====== Available data ======

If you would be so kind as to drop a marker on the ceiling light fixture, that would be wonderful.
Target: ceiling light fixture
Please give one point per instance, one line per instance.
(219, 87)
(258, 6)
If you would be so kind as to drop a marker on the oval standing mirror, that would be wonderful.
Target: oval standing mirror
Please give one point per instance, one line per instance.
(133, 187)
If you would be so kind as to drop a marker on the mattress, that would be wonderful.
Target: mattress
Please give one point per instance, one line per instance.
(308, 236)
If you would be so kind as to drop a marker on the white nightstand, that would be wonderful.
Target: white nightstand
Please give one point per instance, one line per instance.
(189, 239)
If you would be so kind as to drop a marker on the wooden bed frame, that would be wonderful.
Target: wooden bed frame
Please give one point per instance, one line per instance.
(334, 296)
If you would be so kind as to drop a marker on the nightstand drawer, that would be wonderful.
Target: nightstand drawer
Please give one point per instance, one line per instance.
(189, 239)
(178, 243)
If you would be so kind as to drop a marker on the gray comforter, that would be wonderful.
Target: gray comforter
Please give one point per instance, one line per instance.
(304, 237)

======

Exercise description. Print all of the entries again, exactly as written.

Response to this task.
If you would be so kind as to drop a marker on the ceiling light fixture, that would be wonderful.
Target: ceiling light fixture
Please give one point per instance, one line per instance.
(219, 87)
(258, 6)
If you would be so kind as to drop a marker on the oval standing mirror, that would be wonderful.
Target: oval standing mirror
Please give one point per instance, one line per instance.
(133, 187)
If you would be so kind as to drop a marker on the mattress, that would be wonderful.
Target: mattress
Please give one point per instance, one line per instance.
(308, 236)
If you would be so kind as to drop a marker on the white nightstand, that would be wonderful.
Target: white nightstand
Please give one point per instance, one line per instance.
(189, 239)
If you would be so kind as to drop a marker on the wooden bed frame, that would be wonderful.
Target: wooden bed frame
Please give one point per instance, one line per instance.
(334, 296)
If you would be so kind as to drop a marker on the nightstand drawer, that would be wonderful.
Target: nightstand drawer
Please give one point per instance, one line per instance.
(189, 239)
(178, 243)
If you would be so kind as to drop a marker on the gray comforter, that would be wonderful.
Target: gray comforter
Please give one point per instance, one line per instance.
(304, 237)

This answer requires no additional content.